-- Opening Marker --
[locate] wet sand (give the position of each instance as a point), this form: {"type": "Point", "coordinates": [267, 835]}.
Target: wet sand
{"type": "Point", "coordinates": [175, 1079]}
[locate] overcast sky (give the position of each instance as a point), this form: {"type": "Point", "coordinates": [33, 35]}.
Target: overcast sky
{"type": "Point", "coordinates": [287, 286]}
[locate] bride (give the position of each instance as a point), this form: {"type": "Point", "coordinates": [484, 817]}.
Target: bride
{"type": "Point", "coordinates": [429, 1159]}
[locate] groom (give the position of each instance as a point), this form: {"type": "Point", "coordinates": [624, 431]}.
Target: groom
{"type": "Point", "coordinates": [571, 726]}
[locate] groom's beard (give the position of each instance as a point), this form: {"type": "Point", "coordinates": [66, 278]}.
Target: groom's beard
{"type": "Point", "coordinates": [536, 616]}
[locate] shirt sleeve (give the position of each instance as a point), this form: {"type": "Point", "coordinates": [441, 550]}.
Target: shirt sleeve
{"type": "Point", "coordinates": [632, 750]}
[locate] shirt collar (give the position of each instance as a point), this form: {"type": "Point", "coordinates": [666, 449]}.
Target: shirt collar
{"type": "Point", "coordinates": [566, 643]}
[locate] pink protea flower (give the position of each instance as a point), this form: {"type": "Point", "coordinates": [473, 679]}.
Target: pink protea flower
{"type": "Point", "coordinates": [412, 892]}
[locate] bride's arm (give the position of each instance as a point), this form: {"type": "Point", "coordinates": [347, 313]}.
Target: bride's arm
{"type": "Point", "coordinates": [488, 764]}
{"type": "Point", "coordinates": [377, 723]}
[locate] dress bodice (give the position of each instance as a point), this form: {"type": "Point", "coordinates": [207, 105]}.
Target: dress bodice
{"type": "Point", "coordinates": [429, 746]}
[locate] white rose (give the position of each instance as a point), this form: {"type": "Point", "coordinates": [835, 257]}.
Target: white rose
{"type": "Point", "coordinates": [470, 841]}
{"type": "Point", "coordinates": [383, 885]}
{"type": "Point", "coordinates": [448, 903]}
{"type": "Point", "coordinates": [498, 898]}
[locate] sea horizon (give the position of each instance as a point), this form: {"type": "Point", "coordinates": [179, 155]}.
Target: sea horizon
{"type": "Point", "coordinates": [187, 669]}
-- Closing Marker --
Reproduce only the lines above spanning from the line containing "[locate] groom (give" through the line containing "[locate] groom's beard", word for word.

Exercise response:
[locate] groom (give the position of each instance as a point), this form: {"type": "Point", "coordinates": [624, 431]}.
Target: groom
{"type": "Point", "coordinates": [571, 726]}
[locate] groom's beard (give the position of each instance as a point), this form: {"type": "Point", "coordinates": [66, 278]}.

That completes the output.